Required action: Write out the records once more, exactly, and keep any image out.

Region pointing data
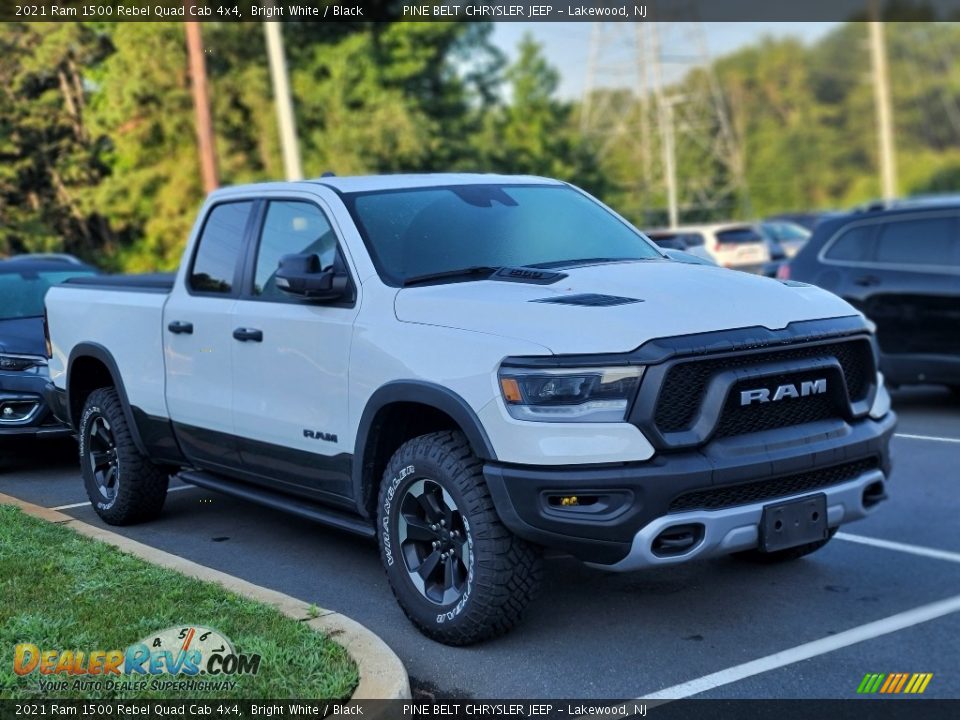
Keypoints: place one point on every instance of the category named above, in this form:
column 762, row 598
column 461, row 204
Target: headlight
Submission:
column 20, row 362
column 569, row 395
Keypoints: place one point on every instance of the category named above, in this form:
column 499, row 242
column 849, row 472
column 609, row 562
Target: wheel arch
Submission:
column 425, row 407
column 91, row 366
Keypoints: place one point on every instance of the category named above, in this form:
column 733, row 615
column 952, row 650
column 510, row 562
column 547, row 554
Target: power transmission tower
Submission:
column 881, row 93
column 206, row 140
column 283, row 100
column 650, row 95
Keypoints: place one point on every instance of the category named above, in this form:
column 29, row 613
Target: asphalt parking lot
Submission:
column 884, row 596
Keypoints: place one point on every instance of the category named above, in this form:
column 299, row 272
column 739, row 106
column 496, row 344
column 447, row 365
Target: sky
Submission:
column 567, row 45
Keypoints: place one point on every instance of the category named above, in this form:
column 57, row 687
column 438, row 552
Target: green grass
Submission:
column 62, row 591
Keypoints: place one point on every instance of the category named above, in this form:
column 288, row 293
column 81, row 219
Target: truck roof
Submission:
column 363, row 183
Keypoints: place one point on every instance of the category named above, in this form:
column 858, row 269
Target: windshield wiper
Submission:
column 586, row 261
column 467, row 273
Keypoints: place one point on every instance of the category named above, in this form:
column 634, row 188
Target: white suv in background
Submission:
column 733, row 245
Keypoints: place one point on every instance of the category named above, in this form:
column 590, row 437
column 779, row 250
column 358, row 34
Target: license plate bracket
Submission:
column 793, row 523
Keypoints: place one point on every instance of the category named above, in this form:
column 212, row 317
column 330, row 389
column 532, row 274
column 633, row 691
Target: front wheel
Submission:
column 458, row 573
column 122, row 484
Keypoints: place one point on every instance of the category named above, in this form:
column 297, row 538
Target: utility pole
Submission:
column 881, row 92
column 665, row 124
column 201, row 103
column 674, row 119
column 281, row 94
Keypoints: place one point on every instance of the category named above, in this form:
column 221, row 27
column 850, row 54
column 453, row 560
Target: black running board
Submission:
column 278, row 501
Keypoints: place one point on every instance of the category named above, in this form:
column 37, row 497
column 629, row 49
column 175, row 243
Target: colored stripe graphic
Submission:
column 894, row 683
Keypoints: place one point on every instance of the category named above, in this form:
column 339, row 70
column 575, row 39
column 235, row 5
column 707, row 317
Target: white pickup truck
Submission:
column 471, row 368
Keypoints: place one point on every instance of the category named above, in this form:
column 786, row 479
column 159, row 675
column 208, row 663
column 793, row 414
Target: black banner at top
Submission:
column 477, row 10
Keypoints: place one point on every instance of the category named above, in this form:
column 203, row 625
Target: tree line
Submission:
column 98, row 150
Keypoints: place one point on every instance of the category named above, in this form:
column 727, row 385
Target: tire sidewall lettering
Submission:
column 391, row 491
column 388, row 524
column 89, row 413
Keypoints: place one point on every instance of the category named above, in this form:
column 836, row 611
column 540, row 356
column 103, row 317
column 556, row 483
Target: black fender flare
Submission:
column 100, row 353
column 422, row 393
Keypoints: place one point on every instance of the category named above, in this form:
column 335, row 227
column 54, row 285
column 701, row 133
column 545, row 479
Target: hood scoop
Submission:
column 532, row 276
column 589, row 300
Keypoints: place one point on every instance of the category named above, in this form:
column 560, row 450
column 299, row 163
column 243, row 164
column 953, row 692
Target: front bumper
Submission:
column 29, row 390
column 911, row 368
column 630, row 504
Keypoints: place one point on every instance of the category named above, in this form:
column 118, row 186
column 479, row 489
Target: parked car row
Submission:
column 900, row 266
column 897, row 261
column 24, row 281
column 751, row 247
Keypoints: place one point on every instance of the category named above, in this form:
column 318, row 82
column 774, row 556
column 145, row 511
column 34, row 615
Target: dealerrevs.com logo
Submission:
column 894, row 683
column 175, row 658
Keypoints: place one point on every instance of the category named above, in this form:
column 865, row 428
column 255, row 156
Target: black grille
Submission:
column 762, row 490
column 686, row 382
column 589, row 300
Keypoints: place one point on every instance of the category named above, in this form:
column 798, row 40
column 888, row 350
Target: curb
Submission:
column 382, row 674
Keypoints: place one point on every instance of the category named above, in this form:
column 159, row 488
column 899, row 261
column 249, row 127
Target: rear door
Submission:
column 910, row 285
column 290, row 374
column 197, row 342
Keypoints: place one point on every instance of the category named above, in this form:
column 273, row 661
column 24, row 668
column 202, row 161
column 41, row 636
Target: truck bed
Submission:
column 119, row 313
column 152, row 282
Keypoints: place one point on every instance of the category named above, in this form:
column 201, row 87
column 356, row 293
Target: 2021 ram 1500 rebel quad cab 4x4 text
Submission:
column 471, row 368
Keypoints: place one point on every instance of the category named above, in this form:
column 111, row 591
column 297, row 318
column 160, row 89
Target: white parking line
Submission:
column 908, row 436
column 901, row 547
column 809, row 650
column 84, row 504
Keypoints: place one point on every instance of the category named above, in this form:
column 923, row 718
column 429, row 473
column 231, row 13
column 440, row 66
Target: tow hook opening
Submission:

Solution to this exercise:
Keypoints: place one point on every instance of the category named above, in this form:
column 762, row 598
column 461, row 204
Target: headlight
Submission:
column 20, row 362
column 569, row 395
Keypoints: place one point on every instance of the category named above, in this form:
column 499, row 242
column 849, row 472
column 609, row 562
Target: wheel arch
Submission:
column 425, row 407
column 91, row 366
Keypoints: place one point on every instance of the category named above, in this form:
column 733, row 615
column 952, row 650
column 510, row 562
column 547, row 554
Target: power transmission tower
Submission:
column 881, row 93
column 206, row 140
column 283, row 100
column 650, row 95
Keypoints: place one point on every instance of the category named above, in this form:
column 29, row 613
Target: asphalt parking lot
Submission:
column 884, row 596
Keypoints: place one point on every instance of the category named above, in this form:
column 299, row 272
column 739, row 106
column 496, row 344
column 447, row 365
Target: sky
Submission:
column 567, row 45
Keypoints: place one point on every instance of the category named above, in this form:
column 57, row 687
column 438, row 552
Target: green grass
Submission:
column 62, row 591
Keypoints: place one point on every instance of the category named above, in this form:
column 288, row 293
column 81, row 219
Target: truck roof
Submission:
column 363, row 183
Keypoints: place one point on every instance of the category named above, in this form:
column 858, row 269
Target: windshield wiper
Submission:
column 586, row 261
column 467, row 273
Keypoints: place one point on every instance of the category named above, in this form:
column 634, row 188
Target: white suv in background
Submission:
column 733, row 245
Keypoints: place one point on every instance of the category named above, in this form:
column 590, row 437
column 779, row 250
column 358, row 34
Target: license plate bracket
Submission:
column 793, row 523
Keypoints: place one point on every instance of the category named above, in this form:
column 212, row 317
column 330, row 389
column 532, row 274
column 633, row 691
Target: front wheel
Submission:
column 458, row 573
column 122, row 484
Keypoints: place one point on every instance of the category named above, in this form:
column 297, row 538
Target: utility pole
Submission:
column 881, row 92
column 665, row 124
column 201, row 103
column 674, row 119
column 281, row 94
Keypoints: place one point on every instance of the category named above, in this form:
column 221, row 27
column 850, row 54
column 453, row 560
Target: black running board
Submission:
column 278, row 501
Keypoints: place one point on every instance of the category named above, in this form:
column 37, row 497
column 629, row 49
column 175, row 243
Target: colored stripe graphic
Submission:
column 894, row 683
Keypoints: place one point on every instance of the category named above, in this form:
column 339, row 70
column 575, row 39
column 235, row 5
column 707, row 317
Target: white pickup truck
Submission:
column 471, row 368
Keypoints: place one point on every instance of the category named above, in this form:
column 786, row 479
column 159, row 675
column 208, row 663
column 793, row 414
Target: black banner at top
Submission:
column 477, row 10
Keypoints: place one point on every instance of the category named above, in this form:
column 203, row 625
Target: tree line
Submission:
column 98, row 150
Keypoints: place one point on every instance of the category named above, in this form:
column 727, row 385
Target: tire sidewall lettering
Submission:
column 391, row 491
column 388, row 524
column 89, row 413
Keypoints: place one point on every instance of the category named above, in this form:
column 836, row 611
column 540, row 356
column 103, row 317
column 556, row 483
Target: black fender flare
Submission:
column 100, row 353
column 422, row 393
Keypoints: place one point on every instance of the category named above, in this form:
column 335, row 227
column 54, row 285
column 701, row 133
column 545, row 479
Target: hood scoop
Submission:
column 532, row 276
column 589, row 300
Keypoints: place one point on every instance of the category named above, in this form:
column 560, row 450
column 299, row 163
column 243, row 164
column 953, row 692
Target: front bumper
Submission:
column 29, row 390
column 911, row 368
column 630, row 504
Keypoints: place one point on every instance of the category named above, in this form:
column 118, row 186
column 479, row 489
Target: parked car row
Submission:
column 900, row 266
column 897, row 261
column 24, row 281
column 751, row 247
Keypoints: place one point on every instance of the category named above, in this form:
column 318, row 82
column 774, row 556
column 145, row 511
column 34, row 615
Target: dealerrevs.com logo
Submission:
column 894, row 683
column 175, row 658
Keypoints: place one point on every instance of the category named above, in this form:
column 865, row 428
column 255, row 156
Target: black grille
Submission:
column 762, row 490
column 686, row 382
column 589, row 300
Keypoints: place one point on every instance of the category named above, in this form:
column 798, row 40
column 888, row 350
Target: curb
Submission:
column 382, row 674
Keypoints: place one point on every instance of the category named above, in this form:
column 159, row 488
column 899, row 261
column 249, row 127
Target: rear door
Submission:
column 910, row 285
column 290, row 374
column 197, row 342
Keypoints: place one point on every instance of the category named above, in this form:
column 273, row 661
column 24, row 668
column 202, row 161
column 41, row 636
Target: truck bed
Submission:
column 119, row 313
column 152, row 282
Keypoints: place one point on every instance of the category named above, in this form:
column 201, row 87
column 356, row 293
Target: 2021 ram 1500 rebel quad cab 4x4 text
Submission:
column 471, row 368
Keypoints: place one point on every instance of the category named above, in this form:
column 111, row 591
column 297, row 318
column 160, row 89
Target: white parking line
Submission:
column 908, row 436
column 901, row 547
column 809, row 650
column 84, row 504
Keypoints: place one point on every instance of the category named above, in this form:
column 923, row 718
column 429, row 473
column 231, row 13
column 440, row 66
Target: tow hook opening
Submission:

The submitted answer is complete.